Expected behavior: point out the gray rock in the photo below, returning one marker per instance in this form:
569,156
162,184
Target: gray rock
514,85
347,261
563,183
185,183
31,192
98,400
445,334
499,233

▸ **Given instruction**:
Copy out all of the rows above word for word, keeping every line as it stands.

▸ **Complete response**:
Expected behavior: point out the gray rock in the photo below, returning one marker per instance in this form:
569,156
162,184
Target: gray rock
514,85
347,261
563,183
185,183
31,192
98,400
445,334
499,233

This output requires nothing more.